** WRITTEN TASK **
Rewrite the rows below, substituting "a single marker" for each "one marker" and leaving everything else unchanged. Leave the pictures out of your answer.

[Location identification entries]
--- Begin ---

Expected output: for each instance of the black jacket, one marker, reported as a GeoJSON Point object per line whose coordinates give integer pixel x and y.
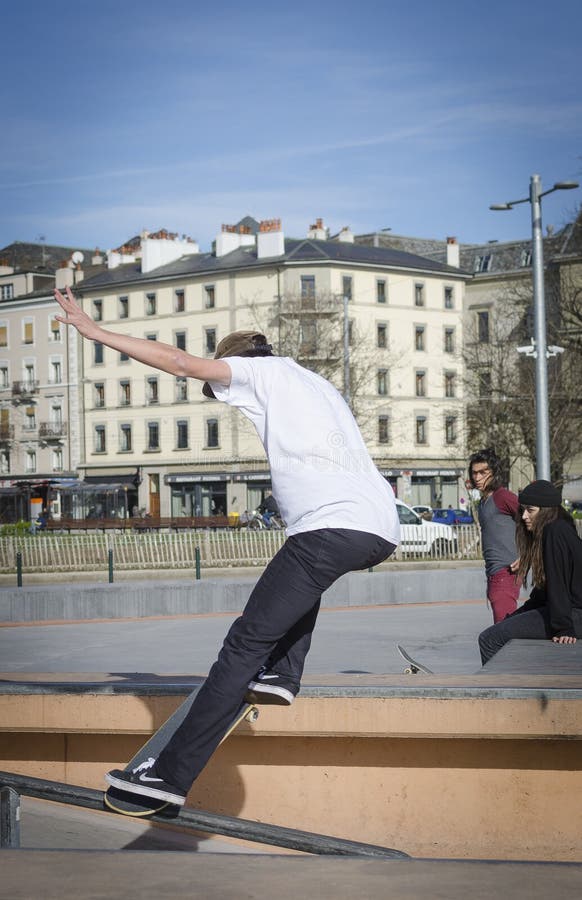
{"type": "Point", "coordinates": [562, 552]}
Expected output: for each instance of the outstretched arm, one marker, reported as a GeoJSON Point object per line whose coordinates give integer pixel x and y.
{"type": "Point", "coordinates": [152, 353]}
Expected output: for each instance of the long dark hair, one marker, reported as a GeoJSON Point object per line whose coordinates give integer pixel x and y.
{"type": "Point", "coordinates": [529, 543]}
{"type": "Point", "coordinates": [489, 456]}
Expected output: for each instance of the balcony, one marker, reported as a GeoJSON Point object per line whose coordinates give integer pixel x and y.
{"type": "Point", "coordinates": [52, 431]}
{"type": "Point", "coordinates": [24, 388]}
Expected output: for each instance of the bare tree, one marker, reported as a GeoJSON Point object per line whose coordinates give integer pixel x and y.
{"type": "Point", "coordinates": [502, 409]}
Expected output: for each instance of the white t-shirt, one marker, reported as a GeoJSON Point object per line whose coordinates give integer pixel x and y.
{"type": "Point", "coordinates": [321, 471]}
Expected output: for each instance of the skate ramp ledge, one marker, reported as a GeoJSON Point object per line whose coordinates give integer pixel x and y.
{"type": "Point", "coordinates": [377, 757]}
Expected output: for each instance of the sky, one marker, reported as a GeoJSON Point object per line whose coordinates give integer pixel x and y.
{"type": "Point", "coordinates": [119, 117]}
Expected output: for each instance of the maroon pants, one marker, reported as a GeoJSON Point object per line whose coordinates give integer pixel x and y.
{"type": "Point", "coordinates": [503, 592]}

--- End ---

** RESULT FOR THIS TASK **
Expected output: for each instance of the black jacket, a single marker, reported as a GeoJSON Point object per line whose coordinates give integer pixel x and y.
{"type": "Point", "coordinates": [562, 552]}
Expected output: for each instance of the outstretched arm, a single marker, reported as a GeoJSON Point object per line whose coordinates give integer pixel x and y.
{"type": "Point", "coordinates": [152, 353]}
Expected output: for each instance of the long dark hair, a single marker, reported as a GeoJSON Point object per line whose coordinates give integer pixel x and y.
{"type": "Point", "coordinates": [529, 543]}
{"type": "Point", "coordinates": [489, 456]}
Expected output: for each instance of the balcony, a single marker, reported as a GeoJSON Point object per line whose coordinates give integer pixel x and y.
{"type": "Point", "coordinates": [52, 431]}
{"type": "Point", "coordinates": [24, 388]}
Expected output: for each instance of the bare tree, a single marker, reported as a GeoJSON Point object per line whose coordinates give integer pixel x and y.
{"type": "Point", "coordinates": [502, 409]}
Expected output: for each instance of the white t-shirt, a single marker, reported as a GeoJSON Point object per line whose coordinates give integer pixel x and y.
{"type": "Point", "coordinates": [321, 471]}
Expected output: for each instance of the skate ramp ledge, a single marker, reported as a GeoJSON Point object per line whose coordinates give integer pixel x and y.
{"type": "Point", "coordinates": [377, 757]}
Expected output: for each instance of the sky, a single marker, reported as a GeoJSON Point object per line whose coordinates give integer pixel x and y.
{"type": "Point", "coordinates": [119, 117]}
Expected output: for each instance of the maroon pants, a single marker, reported as a GeoJSON Point object per line whose coordinates give integer pixel x and y.
{"type": "Point", "coordinates": [503, 592]}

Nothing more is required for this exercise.